Render the lines below as a Markdown table with the columns Index and Line, giving each row a number and omitting blank lines. Include only the lines from the first one through the line containing "column 126, row 328", inclusive.
########
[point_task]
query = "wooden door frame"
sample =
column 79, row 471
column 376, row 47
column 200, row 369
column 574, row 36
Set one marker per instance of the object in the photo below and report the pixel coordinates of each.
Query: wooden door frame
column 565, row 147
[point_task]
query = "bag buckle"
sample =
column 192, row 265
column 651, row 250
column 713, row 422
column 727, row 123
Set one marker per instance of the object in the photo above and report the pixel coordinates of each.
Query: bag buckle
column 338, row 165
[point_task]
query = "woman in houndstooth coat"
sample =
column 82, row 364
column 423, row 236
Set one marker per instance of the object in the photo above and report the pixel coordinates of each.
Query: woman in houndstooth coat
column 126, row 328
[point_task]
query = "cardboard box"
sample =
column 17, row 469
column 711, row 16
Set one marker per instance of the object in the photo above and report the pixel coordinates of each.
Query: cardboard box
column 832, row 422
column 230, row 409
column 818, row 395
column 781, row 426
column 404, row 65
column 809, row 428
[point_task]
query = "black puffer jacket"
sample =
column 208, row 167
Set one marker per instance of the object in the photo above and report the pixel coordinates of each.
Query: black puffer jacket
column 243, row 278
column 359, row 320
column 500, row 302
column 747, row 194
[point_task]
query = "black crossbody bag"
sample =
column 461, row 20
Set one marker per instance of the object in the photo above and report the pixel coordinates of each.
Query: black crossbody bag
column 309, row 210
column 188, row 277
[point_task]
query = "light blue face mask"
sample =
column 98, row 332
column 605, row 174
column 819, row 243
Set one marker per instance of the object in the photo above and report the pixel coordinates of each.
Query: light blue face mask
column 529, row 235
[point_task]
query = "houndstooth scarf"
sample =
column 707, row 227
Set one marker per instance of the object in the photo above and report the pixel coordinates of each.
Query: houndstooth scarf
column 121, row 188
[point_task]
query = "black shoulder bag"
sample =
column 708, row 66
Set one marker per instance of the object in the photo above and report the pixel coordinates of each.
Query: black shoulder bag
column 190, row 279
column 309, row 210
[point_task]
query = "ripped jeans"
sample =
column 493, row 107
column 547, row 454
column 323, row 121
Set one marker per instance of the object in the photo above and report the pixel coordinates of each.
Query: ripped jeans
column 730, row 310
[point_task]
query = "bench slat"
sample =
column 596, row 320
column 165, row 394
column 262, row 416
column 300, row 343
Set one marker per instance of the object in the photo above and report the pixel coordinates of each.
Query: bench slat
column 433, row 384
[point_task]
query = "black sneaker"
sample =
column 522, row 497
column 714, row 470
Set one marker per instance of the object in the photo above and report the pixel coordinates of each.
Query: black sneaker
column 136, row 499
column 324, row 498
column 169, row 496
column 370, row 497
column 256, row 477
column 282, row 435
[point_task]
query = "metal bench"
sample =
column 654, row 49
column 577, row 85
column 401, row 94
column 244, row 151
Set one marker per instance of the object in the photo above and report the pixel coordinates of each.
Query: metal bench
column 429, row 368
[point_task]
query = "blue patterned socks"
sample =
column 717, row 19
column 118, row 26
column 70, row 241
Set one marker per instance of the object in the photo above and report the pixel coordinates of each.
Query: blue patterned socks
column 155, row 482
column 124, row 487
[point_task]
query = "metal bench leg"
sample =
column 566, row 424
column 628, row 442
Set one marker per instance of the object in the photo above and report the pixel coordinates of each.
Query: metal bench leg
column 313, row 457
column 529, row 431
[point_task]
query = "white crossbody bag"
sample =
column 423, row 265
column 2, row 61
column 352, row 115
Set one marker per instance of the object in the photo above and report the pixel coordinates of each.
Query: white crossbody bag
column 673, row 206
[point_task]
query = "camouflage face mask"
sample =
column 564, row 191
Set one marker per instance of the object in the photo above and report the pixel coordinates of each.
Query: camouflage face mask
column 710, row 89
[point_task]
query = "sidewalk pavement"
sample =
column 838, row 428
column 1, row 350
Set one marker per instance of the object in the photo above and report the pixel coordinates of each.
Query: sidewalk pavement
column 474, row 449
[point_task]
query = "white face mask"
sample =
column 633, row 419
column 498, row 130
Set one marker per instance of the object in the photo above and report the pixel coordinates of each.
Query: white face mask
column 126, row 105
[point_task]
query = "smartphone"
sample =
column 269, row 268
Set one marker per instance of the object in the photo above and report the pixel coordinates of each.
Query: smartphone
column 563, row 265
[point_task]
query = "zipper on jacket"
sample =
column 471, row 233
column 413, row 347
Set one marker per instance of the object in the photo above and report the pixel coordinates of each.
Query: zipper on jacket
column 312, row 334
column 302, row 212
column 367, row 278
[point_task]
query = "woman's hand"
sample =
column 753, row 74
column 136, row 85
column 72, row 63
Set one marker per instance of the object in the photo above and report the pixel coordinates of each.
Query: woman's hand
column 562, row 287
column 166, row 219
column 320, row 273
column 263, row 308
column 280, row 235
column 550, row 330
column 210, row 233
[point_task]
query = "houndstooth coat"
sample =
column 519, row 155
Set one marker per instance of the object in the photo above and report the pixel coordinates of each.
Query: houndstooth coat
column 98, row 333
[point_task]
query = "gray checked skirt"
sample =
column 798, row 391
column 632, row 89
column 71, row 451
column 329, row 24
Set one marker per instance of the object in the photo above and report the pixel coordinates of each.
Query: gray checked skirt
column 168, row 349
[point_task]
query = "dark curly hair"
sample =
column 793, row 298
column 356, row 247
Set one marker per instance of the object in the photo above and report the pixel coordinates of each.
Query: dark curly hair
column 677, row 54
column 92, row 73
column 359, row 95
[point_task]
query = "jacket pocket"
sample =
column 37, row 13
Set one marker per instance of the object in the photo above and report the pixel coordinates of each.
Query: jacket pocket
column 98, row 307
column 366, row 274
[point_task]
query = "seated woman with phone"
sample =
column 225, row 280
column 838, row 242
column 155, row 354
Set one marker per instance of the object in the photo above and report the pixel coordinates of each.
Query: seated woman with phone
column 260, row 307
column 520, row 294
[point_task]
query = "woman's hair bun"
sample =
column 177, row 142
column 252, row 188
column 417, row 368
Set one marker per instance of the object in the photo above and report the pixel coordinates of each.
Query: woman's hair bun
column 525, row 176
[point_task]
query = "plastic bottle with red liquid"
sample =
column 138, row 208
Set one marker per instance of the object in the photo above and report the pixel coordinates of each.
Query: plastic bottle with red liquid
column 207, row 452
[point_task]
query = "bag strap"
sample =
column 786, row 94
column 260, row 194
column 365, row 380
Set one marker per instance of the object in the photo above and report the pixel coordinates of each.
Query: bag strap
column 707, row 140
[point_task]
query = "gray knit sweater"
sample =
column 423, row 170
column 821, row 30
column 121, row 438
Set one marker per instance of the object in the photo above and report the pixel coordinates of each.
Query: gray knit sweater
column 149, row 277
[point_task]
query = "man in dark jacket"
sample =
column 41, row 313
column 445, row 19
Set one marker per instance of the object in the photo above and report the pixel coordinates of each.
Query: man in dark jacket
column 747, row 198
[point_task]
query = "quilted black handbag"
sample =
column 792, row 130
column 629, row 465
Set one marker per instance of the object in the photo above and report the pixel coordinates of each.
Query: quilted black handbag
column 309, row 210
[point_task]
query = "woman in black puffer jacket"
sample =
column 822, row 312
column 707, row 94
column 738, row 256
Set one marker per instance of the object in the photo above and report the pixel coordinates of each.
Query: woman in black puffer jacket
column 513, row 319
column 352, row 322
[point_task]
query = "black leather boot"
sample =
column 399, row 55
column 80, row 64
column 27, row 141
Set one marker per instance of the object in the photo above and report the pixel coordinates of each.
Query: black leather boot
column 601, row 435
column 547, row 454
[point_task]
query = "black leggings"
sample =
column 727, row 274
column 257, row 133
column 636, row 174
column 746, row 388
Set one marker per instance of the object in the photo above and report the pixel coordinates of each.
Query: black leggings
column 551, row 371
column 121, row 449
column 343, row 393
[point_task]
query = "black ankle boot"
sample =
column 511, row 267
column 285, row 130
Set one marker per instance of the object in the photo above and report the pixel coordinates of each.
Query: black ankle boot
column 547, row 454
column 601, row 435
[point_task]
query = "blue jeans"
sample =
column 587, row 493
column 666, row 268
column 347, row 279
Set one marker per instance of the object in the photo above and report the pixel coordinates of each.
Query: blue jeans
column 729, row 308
########
> Problem solution
| Index | Line |
|---|---|
| 1 | [point_task] |
| 2 | query = "wooden door frame" |
| 3 | sample = |
| 4 | column 79, row 471 |
| 5 | column 376, row 47 |
| 6 | column 200, row 369 |
| 7 | column 574, row 36 |
| 8 | Set one marker per instance of the object in the photo below and report the pixel coordinates of each. |
| 9 | Query: wooden door frame |
| 10 | column 565, row 147 |
| 11 | [point_task] |
| 12 | query = "bag buckle" |
| 13 | sample = |
| 14 | column 192, row 265 |
| 15 | column 651, row 250 |
| 16 | column 713, row 422 |
| 17 | column 727, row 123 |
| 18 | Set one marker per instance of the object in the photo above and report the pixel coordinates of each. |
| 19 | Query: bag buckle |
| 20 | column 338, row 165 |
| 21 | [point_task] |
| 22 | query = "woman in houndstooth coat" |
| 23 | sample = |
| 24 | column 82, row 364 |
| 25 | column 423, row 236 |
| 26 | Set one marker per instance of the object in the photo above and report the pixel coordinates of each. |
| 27 | Query: woman in houndstooth coat |
| 28 | column 126, row 328 |